Sylvain Tesson e o Conto a Possibilitar Deciframentos

Que coisa estranha é a solidão,
e como se mostra desesperante.
Krishnamurti
(“Comentários sobre a vida”)
Epígrafe para o conto “L’ermite”

Foram muitos os livros do aventureiro, andarilho e contista Sylvain Tesson que resenhei ou comentei ao longo. Suas jornadas programadas têm sempre interesse. Não se trata de apenas percorrer a geografia do planeta, mas planificar a viagem, tentar explicações dos mais variados percursos, mormente aqueles envolvendo a Rússia, a imensa Sibéria e a Ásia Central.

Sylvain Tesson a narrar suas caminhadas é um autor. Ao dedicar-se ao conto, tantas vezes há a invasão de um riquíssimo acúmulo de experiências, e mal sabemos se o autor lida com personagens reais ou imaginários, se o narrador do conto é ele mesmo em episódio vivido, mas não exposto por motivos os mais variados, ou se é a fantasia que aflora. Poderia parecer paradoxal essa bivalência, mas a incógnita da verdade é sedutora.

Em “S’Abandonner à Vivre” (Paris, Galimmard, 2014), Sylvain Tesson dá sequência a essa outra vertente de seu instigante pensar, o conto (vide blog “Une vie à coucher dehors”, 22/03/2014). O autor recentemente teria respondido a uma pergunta relacionada ao porquê de não ter escrito um romance. Tesson entende que conservar longamente um tema imaginário não faz parte de seus planos e que o conto, pela brevidade, melhor se adequa à sua realidade.

----------------

> _PROBLEMAS E TAREFAS_
a) Copie do texto sobre Sylvain Tesson o trecho que começa nas palavras com "Sylvain Tesson a" e termina em "verdade é sedutora.".
b) Responda, com base no texto sobre Sylvain Tesson:
(i) Que regiões aparecem destacadas entre os percursos das viagens de Tesson?
(ii) Em que cidade e em que ano saiu "S'Abandonner à Vivre"?
(iii) De quem é a epígrafe do conto "L'ermite"?
c) Segundo o texto sobre Sylvain Tesson, por que o autor prefere o conto ao romance?

> _Itens armazenados do conjunto de dados_
----------------

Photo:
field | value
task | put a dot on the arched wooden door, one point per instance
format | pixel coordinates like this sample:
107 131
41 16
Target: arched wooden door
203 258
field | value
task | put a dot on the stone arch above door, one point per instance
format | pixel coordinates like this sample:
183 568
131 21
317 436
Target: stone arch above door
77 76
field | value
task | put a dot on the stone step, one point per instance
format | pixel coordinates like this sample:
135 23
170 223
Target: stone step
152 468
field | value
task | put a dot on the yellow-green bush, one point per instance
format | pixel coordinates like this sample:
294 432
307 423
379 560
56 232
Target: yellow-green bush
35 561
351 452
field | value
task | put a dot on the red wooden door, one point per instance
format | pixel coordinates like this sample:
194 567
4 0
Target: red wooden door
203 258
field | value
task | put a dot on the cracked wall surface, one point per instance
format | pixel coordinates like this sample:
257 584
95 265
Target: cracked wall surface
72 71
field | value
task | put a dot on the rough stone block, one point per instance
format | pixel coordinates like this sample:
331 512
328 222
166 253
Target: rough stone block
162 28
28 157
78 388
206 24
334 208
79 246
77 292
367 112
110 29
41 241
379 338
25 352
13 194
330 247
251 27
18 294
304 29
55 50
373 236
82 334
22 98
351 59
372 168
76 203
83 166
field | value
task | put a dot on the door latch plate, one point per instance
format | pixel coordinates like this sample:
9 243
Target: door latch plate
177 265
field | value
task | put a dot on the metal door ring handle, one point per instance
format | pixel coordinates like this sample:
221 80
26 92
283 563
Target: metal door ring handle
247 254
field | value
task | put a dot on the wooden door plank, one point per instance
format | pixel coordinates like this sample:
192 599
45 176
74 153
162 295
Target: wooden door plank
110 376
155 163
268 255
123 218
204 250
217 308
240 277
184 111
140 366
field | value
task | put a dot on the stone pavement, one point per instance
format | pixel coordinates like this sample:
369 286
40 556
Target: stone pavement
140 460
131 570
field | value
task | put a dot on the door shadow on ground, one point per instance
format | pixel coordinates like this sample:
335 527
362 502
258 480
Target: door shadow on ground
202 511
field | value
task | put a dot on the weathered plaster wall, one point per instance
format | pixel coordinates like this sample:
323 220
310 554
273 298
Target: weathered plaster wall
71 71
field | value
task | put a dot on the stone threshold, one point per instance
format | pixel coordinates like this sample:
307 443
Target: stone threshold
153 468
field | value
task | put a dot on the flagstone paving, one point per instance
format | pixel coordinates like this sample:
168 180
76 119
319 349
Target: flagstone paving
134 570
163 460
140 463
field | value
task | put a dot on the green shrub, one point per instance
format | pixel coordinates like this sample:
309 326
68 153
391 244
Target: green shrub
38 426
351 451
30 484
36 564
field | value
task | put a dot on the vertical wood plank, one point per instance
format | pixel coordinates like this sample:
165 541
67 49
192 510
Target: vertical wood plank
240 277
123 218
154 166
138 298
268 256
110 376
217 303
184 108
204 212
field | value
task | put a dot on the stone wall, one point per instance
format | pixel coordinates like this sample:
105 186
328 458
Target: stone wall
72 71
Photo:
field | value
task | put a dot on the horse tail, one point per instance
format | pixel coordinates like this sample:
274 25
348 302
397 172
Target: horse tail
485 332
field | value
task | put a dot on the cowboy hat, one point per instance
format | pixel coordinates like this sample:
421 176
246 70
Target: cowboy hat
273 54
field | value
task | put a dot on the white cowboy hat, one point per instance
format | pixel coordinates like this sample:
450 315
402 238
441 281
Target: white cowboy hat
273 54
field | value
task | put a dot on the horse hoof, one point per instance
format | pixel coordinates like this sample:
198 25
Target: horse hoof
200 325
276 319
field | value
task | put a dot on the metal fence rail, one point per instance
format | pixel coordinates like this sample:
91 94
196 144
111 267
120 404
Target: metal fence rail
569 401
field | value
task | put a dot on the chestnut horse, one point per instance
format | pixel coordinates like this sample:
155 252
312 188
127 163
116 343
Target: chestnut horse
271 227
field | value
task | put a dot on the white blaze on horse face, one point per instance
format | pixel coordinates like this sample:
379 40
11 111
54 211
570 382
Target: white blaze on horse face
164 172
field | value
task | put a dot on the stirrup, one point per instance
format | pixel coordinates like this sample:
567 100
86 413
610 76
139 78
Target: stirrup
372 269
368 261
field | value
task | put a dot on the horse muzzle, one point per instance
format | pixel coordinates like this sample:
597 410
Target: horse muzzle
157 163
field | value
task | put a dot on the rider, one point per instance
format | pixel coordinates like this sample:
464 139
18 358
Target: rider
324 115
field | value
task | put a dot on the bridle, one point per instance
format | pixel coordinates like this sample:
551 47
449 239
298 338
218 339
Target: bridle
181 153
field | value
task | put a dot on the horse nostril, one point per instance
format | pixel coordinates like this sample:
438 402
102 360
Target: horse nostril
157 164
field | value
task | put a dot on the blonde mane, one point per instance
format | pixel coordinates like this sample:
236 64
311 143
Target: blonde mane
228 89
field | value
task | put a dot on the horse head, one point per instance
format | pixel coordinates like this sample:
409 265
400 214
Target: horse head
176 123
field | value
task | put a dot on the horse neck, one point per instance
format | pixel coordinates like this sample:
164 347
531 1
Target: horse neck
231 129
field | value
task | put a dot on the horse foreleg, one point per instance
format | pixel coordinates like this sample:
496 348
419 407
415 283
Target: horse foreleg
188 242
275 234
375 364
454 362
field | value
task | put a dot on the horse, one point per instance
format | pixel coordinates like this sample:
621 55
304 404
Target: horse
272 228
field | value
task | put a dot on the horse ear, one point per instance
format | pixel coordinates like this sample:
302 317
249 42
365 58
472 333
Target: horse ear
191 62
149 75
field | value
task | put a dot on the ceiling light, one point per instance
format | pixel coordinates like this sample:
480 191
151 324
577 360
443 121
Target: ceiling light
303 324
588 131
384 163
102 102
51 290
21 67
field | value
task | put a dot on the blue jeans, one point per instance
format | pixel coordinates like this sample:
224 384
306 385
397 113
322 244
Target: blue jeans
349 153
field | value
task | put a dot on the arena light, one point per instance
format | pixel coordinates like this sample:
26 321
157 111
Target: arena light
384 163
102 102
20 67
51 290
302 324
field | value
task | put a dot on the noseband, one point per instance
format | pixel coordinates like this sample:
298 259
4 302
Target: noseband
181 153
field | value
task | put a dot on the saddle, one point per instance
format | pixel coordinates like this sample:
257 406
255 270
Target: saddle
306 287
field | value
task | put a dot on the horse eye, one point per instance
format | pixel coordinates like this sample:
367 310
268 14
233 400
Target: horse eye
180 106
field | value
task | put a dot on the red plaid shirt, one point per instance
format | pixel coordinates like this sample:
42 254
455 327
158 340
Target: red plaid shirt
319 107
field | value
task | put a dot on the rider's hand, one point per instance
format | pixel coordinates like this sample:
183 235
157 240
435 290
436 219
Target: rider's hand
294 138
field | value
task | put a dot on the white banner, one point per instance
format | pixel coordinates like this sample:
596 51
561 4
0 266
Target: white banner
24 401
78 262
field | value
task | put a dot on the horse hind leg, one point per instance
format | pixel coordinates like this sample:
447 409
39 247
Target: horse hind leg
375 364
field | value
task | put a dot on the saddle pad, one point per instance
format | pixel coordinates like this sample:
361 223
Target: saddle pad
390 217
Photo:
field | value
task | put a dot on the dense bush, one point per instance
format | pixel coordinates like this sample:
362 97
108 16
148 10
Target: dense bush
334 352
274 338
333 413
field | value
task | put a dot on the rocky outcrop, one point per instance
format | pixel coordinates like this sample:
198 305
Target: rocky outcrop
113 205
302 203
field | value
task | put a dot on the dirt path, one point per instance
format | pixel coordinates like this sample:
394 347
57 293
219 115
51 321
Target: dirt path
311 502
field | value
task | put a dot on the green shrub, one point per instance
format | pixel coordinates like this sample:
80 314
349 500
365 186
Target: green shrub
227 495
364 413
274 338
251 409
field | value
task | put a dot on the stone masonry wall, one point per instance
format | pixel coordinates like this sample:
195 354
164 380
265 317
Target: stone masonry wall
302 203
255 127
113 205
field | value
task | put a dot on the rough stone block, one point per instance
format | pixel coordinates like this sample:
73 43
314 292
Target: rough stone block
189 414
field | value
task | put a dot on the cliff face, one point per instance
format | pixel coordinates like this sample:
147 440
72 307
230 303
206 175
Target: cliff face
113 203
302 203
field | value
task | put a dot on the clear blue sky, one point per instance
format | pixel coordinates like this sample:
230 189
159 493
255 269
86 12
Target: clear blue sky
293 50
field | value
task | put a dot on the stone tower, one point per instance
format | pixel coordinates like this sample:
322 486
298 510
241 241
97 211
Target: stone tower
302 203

----------------

> _RESPOSTAS POR TAREFA_
a)
Sylvain Tesson a narrar suas caminhadas é um autor. Ao dedicar-se ao conto, tantas vezes há a invasão de um riquíssimo acúmulo de experiências, e mal sabemos se o autor lida com personagens reais ou imaginários, se o narrador do conto é ele mesmo em episódio vivido, mas não exposto por motivos os mais variados, ou se é a fantasia que aflora. Poderia parecer paradoxal essa bivalência, mas a incógnita da verdade é sedutora.

b)
(i) A Rússia, a imensa Sibéria e a Ásia Central.
(ii) Em Paris, em 2014.
(iii) De Krishnamurti.

c) Manter por muito tempo um tema imaginário não faz parte de seus planos. O conto, por ser breve, adequa-se melhor à sua realidade.